The Centers for Medicare and Medicaid Services wants to indefinitely delay the start of its radiation oncology payment model and announce a new time line through future rulemaking, the agency disclosed Wednesday.
CMS also indicated it may consider scaling down the model’s discount factor, which is the amount by which it reduces a episode payments to reserve savings for Medicare.
The model cannot start before Jan. 1, 2023, per a law passed last year to forestall pending Medicare reimbursement cuts. The radiation oncology initiative was originally slated to begin Jan. 1, 2021, and had already been pushed back multiple times.
The mandatory model, managed by the Center for Medicare and Medicaid Innovation, is intended to test whether prospective, site-neutral, episode-based payments for radiotherapy can save Medicare money while preserving or enhancing quality of care. The plan is to experiment with this approach in limited geographic areas.
CMS continues to believe the model would improve radiotherapy delivery and payment and it has backers among some providers and suppliers, according to a Federal Register notice.
But considering legislative postponements, the resources required to implement it and the critical views among key interest groups, CMS now wants to initiate a fresh rulemaking process and set a start date at least six months after a new rule is published.
● ● ● ● ● ● ●
*Work instruction 1*
From the article on the radiation oncology payment model, write out the passage starting with "CMS also indicated" and going on through "savings for Medicare.".
*Work instruction 2*
Answer these questions using the article on the radiation oncology payment model:
(a) Under the law passed last year, what is the earliest date the model can start?
(b) Which center manages the model?
(c) How long after a new rule is published does CMS want the start date to be, at minimum?
*Work instruction 3*
Summarize the article on the radiation oncology payment model in two sentences.
The material after this point comes from a different source.
● ● ● ● ● ● ●
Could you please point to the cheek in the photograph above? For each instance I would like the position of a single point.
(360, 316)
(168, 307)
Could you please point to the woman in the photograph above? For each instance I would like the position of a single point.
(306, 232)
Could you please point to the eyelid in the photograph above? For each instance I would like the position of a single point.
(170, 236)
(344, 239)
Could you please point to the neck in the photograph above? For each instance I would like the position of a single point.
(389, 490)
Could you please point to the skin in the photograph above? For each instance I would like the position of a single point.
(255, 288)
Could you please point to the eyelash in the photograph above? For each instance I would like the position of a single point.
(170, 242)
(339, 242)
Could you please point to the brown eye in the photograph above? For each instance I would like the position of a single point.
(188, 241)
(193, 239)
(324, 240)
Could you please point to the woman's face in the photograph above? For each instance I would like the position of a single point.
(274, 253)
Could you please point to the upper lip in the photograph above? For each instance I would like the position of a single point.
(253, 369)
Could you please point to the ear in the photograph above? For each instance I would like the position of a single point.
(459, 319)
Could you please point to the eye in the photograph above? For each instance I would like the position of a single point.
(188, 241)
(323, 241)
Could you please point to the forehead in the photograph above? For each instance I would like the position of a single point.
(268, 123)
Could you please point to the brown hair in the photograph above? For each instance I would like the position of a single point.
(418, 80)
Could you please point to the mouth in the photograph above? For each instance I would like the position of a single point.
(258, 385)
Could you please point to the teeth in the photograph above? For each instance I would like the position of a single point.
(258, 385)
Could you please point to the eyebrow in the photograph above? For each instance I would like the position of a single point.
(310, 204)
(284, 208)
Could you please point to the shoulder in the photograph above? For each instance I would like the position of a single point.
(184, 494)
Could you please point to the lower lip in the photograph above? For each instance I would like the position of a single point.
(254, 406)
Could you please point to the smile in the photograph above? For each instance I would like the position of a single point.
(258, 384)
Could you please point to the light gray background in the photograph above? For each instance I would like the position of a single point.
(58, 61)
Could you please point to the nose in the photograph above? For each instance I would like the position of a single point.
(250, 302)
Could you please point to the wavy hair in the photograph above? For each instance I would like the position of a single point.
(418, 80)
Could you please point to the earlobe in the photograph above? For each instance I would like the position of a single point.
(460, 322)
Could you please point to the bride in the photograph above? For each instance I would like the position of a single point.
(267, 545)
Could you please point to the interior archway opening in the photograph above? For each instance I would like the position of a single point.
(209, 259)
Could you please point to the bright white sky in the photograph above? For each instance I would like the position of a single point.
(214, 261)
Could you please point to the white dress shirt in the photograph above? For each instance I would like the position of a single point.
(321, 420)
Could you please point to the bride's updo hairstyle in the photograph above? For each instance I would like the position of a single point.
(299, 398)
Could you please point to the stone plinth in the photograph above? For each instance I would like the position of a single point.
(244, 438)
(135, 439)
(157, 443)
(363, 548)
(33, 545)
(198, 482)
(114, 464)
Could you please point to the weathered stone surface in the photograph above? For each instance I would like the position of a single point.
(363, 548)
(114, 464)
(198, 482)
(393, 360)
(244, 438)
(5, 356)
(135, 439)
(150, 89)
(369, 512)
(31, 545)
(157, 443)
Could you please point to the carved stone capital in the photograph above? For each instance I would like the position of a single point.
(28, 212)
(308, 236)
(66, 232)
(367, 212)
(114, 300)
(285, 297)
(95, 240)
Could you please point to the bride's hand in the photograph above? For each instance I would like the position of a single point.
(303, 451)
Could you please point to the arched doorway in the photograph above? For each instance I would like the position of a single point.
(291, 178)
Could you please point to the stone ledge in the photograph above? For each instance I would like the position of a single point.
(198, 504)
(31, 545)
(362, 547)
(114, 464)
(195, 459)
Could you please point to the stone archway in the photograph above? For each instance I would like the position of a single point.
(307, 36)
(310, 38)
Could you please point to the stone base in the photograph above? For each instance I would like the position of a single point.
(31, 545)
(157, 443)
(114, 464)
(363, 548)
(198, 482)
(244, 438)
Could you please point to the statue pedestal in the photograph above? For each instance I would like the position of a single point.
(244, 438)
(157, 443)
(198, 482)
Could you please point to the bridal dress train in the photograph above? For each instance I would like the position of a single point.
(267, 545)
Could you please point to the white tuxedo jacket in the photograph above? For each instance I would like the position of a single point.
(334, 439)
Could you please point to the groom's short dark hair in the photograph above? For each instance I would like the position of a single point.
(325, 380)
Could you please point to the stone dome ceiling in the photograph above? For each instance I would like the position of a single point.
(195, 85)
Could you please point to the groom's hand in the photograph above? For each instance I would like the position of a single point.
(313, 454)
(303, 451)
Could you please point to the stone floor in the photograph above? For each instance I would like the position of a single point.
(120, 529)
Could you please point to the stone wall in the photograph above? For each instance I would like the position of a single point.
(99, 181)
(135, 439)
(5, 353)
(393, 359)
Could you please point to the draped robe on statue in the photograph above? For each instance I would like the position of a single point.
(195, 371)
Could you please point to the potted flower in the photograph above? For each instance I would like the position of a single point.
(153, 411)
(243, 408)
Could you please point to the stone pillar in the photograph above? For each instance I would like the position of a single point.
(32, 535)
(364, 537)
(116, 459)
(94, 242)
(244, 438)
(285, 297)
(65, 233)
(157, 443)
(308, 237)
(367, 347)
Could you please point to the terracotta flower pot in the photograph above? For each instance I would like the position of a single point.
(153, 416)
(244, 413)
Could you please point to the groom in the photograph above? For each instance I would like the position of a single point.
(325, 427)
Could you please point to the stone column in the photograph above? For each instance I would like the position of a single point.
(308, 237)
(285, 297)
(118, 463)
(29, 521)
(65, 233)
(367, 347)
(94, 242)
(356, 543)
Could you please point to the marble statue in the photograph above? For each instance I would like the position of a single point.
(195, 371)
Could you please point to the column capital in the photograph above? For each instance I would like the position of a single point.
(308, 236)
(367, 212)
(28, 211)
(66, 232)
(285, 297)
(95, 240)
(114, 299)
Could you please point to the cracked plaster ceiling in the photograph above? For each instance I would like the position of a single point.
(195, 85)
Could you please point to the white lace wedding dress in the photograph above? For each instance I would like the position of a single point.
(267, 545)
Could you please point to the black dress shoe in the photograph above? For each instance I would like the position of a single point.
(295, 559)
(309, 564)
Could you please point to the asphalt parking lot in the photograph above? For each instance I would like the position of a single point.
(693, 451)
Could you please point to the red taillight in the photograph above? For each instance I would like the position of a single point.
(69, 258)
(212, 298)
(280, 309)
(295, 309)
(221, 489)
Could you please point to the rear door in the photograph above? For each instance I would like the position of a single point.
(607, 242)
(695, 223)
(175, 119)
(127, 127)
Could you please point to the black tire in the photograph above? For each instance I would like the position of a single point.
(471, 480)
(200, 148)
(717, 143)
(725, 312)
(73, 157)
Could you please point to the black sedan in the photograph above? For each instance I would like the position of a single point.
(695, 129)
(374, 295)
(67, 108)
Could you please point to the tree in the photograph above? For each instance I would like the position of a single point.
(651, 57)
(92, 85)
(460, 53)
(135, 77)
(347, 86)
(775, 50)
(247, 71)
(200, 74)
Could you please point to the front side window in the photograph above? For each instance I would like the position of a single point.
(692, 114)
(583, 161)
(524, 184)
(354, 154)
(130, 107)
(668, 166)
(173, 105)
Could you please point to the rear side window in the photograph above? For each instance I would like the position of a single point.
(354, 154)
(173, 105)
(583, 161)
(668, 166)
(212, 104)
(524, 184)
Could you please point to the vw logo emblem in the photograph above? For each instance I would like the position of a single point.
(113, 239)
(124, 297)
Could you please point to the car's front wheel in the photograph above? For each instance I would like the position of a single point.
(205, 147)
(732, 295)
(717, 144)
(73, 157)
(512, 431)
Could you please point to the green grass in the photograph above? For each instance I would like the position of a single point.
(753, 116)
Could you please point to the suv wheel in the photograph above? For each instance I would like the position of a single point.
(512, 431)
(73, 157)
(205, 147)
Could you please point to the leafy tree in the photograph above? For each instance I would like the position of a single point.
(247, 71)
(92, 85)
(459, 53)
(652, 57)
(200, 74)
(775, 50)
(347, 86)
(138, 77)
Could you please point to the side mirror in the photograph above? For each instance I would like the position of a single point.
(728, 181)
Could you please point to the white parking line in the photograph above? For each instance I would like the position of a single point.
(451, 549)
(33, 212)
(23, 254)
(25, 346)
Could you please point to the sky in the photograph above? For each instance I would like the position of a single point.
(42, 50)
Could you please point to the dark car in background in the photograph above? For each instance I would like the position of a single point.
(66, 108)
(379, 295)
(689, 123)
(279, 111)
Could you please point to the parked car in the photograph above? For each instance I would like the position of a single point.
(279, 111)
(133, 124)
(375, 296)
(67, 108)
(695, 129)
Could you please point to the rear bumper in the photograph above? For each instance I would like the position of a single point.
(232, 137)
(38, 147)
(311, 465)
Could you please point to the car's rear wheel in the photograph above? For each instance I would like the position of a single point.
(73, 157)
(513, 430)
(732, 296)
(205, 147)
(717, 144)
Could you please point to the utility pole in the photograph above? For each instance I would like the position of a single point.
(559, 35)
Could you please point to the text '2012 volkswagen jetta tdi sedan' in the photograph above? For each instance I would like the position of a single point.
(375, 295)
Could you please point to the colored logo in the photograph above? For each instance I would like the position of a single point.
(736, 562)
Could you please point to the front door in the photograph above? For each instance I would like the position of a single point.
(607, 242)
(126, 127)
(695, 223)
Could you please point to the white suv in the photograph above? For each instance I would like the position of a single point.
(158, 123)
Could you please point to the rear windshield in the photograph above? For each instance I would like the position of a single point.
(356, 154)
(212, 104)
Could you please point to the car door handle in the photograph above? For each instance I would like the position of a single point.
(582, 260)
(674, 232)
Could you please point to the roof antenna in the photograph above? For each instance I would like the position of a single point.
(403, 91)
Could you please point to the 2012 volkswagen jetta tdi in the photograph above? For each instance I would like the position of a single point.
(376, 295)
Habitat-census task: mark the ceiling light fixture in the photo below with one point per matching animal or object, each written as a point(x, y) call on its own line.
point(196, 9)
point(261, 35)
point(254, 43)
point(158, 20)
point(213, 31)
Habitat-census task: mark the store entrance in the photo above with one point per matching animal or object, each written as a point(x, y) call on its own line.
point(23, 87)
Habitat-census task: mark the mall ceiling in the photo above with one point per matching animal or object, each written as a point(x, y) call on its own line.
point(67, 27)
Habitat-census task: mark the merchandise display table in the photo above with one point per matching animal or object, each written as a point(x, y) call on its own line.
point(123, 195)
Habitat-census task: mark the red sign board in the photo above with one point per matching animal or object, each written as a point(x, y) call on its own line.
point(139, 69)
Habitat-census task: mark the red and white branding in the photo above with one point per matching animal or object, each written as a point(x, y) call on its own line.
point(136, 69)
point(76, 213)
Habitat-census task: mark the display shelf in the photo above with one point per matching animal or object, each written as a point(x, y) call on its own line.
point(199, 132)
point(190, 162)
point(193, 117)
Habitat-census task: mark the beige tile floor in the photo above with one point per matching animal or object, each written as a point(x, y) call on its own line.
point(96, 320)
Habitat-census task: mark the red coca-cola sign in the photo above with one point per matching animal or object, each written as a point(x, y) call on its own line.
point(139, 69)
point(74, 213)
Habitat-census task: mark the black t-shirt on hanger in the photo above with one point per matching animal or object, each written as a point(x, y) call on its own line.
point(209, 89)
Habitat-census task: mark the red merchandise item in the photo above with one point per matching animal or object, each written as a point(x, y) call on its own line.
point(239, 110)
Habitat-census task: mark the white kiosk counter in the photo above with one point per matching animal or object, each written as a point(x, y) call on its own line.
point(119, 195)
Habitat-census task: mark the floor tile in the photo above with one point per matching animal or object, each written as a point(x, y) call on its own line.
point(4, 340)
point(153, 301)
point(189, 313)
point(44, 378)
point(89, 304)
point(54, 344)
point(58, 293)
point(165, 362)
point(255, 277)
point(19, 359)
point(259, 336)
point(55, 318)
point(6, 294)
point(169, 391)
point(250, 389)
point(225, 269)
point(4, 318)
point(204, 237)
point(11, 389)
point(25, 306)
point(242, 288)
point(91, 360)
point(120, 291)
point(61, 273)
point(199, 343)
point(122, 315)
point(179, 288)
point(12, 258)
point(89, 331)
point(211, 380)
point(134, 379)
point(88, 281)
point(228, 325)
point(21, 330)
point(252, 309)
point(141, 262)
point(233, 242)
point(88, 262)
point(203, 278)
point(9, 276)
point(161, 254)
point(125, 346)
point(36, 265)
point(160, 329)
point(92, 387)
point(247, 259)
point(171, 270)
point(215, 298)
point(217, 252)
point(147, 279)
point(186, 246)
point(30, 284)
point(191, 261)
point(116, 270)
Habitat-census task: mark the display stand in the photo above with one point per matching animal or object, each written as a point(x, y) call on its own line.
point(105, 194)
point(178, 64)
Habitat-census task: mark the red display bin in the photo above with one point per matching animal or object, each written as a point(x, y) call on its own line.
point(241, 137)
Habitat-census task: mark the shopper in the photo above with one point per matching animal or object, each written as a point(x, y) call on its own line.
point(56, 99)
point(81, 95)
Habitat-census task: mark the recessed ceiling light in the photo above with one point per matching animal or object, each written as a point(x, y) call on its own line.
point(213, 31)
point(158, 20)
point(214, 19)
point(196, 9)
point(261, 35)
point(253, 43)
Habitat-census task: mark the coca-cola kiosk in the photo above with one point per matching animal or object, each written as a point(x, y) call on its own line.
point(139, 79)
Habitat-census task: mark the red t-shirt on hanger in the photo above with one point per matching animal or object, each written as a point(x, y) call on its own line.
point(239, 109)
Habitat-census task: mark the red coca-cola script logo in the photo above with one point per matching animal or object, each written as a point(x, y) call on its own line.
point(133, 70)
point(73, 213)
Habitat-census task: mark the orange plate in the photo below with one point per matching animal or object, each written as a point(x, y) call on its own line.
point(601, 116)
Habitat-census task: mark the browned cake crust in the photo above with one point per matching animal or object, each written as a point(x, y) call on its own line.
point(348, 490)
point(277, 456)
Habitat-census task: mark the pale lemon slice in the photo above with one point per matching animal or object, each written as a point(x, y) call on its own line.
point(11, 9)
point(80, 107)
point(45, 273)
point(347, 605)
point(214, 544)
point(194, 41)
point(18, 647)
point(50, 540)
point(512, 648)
● ● ● ● ● ● ●
*Exercise output 1*
CMS also indicated it may consider scaling down the model’s discount factor, which is the amount by which it reduces a episode payments to reserve savings for Medicare.

*Exercise output 2*
(a) Jan. 1, 2023
(b) The Center for Medicare and Medicaid Innovation
(c) At least six months

*Exercise output 3*
CMS plans to delay its mandatory radiation oncology payment model indefinitely and to set a new start date at least six months after a new rule is published. The model cannot start before Jan. 1, 2023, by law, and it will test whether prospective, site-neutral, episode-based payments for radiotherapy can save Medicare money while preserving or enhancing quality of care.